▶ **Instructions for the task**
Print exactly, and only, the lines running from the line containing "Check that each instance of the concrete sidewalk" through the end of the records below.
■ ■ ■ ■
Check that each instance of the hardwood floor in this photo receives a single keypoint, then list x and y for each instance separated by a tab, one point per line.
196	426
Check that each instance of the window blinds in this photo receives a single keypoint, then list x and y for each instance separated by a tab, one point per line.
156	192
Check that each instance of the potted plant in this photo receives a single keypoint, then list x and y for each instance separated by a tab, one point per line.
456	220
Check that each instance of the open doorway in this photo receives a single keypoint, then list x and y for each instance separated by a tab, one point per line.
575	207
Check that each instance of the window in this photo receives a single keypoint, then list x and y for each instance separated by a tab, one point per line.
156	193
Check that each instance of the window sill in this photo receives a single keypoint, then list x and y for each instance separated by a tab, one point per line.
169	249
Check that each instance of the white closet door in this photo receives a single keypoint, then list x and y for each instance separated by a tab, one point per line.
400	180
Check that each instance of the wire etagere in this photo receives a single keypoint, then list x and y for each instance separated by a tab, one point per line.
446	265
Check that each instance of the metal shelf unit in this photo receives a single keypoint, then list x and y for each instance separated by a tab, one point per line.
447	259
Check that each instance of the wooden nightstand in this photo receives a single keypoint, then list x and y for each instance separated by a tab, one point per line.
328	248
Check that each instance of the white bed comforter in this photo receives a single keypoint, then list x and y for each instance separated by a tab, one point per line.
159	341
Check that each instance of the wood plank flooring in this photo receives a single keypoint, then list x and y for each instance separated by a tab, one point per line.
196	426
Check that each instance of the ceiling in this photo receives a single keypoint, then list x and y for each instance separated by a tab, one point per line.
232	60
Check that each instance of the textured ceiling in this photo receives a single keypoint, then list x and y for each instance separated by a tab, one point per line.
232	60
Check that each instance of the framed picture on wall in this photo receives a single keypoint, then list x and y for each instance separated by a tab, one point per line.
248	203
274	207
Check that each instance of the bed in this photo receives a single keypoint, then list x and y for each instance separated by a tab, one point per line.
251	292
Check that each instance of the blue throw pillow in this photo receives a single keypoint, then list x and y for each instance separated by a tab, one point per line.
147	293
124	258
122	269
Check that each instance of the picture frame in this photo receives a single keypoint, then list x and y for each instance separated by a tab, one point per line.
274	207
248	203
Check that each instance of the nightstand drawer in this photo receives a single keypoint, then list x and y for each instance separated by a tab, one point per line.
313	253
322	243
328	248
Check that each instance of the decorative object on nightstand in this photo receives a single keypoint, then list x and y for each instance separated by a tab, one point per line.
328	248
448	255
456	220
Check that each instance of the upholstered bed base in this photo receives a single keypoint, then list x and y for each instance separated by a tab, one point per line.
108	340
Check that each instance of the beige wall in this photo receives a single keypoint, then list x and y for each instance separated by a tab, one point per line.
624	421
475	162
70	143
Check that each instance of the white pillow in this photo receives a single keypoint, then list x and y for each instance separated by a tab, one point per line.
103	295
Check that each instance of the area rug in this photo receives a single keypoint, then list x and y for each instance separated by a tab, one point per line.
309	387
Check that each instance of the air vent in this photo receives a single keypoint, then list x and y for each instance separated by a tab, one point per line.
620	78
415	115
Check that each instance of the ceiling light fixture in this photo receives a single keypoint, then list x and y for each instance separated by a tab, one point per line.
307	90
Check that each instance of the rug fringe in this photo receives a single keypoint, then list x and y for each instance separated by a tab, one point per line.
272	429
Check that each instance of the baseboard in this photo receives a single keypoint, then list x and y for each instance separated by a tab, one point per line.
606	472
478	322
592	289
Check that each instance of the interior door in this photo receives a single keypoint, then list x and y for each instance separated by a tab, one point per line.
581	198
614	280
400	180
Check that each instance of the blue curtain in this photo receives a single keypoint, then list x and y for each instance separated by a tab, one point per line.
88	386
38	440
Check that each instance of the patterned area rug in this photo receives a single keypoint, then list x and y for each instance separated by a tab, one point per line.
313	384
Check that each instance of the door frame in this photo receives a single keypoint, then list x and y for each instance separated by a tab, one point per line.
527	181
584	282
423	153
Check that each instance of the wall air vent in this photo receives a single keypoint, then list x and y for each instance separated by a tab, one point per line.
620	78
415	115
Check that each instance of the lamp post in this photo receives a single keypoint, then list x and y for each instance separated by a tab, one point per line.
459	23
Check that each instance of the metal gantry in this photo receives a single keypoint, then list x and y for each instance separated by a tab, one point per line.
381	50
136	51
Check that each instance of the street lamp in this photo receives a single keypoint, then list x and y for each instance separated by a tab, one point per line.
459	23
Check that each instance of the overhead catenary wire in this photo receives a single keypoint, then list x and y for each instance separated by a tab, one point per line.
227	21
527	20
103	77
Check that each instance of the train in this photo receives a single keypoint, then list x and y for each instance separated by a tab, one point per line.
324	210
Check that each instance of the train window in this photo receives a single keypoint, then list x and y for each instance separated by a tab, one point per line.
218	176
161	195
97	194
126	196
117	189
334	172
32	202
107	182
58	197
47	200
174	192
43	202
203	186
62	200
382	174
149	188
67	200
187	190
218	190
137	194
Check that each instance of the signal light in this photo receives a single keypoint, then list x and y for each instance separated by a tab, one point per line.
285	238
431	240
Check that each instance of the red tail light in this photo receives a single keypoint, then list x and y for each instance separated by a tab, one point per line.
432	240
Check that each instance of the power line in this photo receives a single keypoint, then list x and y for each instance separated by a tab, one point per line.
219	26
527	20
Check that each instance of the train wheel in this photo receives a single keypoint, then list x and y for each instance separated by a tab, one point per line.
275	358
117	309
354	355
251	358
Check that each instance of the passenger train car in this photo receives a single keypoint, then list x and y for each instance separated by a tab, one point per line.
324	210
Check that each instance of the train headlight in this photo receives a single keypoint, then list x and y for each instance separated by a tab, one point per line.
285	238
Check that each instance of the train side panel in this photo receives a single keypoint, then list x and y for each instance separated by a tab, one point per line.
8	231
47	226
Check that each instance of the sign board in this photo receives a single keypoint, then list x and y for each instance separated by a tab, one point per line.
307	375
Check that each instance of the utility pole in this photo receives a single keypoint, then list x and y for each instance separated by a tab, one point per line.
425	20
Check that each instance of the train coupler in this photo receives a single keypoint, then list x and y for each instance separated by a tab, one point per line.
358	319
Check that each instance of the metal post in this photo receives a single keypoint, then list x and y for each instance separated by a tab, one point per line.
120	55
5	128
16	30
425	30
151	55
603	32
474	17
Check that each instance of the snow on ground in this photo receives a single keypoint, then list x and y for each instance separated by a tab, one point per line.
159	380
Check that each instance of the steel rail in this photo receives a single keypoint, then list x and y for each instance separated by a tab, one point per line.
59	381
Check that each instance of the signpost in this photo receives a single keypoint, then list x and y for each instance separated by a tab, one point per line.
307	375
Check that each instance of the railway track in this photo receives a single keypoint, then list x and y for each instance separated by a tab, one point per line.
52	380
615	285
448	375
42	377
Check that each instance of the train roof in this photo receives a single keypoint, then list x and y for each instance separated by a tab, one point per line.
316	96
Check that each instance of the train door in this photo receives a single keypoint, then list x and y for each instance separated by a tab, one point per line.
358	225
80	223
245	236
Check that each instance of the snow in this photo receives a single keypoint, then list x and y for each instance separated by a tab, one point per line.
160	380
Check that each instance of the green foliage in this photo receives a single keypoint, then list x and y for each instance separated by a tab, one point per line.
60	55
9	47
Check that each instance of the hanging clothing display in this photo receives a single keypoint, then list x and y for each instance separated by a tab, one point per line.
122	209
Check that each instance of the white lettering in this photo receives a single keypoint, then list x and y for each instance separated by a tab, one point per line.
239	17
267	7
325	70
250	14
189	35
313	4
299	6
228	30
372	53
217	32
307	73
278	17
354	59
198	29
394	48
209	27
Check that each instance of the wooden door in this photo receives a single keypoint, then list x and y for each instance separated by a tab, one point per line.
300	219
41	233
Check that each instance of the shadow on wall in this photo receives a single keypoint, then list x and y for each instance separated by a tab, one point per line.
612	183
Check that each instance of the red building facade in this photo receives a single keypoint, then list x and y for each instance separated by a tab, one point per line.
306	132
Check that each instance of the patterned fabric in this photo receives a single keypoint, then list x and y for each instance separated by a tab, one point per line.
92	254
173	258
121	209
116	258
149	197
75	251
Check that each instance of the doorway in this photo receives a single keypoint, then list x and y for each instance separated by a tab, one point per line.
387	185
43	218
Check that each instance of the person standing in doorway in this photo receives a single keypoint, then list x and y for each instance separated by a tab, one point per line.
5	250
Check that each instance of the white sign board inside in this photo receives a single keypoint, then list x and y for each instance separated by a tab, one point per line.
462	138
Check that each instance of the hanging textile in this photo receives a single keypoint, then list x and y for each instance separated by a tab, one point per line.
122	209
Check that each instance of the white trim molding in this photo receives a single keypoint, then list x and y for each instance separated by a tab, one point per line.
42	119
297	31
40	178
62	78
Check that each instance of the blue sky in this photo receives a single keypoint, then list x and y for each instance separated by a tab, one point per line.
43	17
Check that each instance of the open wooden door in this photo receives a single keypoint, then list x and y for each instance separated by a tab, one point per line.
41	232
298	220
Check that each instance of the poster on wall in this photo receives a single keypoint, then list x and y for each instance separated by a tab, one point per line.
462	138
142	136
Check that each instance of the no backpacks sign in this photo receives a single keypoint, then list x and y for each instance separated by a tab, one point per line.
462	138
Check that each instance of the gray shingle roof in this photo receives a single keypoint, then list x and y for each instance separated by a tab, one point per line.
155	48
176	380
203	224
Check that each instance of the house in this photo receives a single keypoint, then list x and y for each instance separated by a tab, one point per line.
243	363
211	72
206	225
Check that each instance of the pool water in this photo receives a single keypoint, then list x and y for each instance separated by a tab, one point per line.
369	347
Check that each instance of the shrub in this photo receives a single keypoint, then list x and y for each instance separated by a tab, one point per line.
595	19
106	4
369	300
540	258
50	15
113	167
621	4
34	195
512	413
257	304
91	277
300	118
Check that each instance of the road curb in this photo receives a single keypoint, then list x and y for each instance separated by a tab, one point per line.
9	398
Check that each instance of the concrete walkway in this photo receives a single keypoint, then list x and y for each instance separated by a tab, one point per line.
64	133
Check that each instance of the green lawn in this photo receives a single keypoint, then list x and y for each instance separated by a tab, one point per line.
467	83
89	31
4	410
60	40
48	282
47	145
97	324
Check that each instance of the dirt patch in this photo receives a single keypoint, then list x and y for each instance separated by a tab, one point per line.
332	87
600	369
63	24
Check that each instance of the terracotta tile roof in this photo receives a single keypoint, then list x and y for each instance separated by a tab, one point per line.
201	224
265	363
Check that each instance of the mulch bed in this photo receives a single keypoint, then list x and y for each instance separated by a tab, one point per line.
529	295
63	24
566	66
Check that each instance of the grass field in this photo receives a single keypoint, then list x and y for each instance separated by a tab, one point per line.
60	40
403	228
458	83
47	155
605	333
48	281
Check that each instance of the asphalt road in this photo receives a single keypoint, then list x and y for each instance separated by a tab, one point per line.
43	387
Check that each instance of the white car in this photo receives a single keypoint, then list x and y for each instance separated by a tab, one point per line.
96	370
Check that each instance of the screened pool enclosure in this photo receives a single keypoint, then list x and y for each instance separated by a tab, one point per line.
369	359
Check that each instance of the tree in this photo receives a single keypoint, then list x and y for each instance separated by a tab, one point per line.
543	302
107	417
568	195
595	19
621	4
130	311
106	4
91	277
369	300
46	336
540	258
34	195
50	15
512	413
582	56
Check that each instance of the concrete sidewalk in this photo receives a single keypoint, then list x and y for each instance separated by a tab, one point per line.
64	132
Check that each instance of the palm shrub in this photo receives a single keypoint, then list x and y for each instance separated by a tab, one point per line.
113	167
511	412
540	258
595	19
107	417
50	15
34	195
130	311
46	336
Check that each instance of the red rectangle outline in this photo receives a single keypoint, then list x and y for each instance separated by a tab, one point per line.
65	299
■ ■ ■ ■
▶ **Full response**
Check that each instance of the concrete sidewalk in this photo receives a single keypoint, then list x and y for each instance separated by a tab, one point per line.
64	132
Check that each instance of the palm shrub in this photo receives a single keypoint, then list x and y for each instance separated by a tab, one point per line.
113	167
511	412
540	258
595	19
107	417
50	15
34	195
130	311
46	336
Check that each instance of the red rectangle outline in this photo receives a single keypoint, then list x and y for each instance separated by a tab, one point per line.
65	299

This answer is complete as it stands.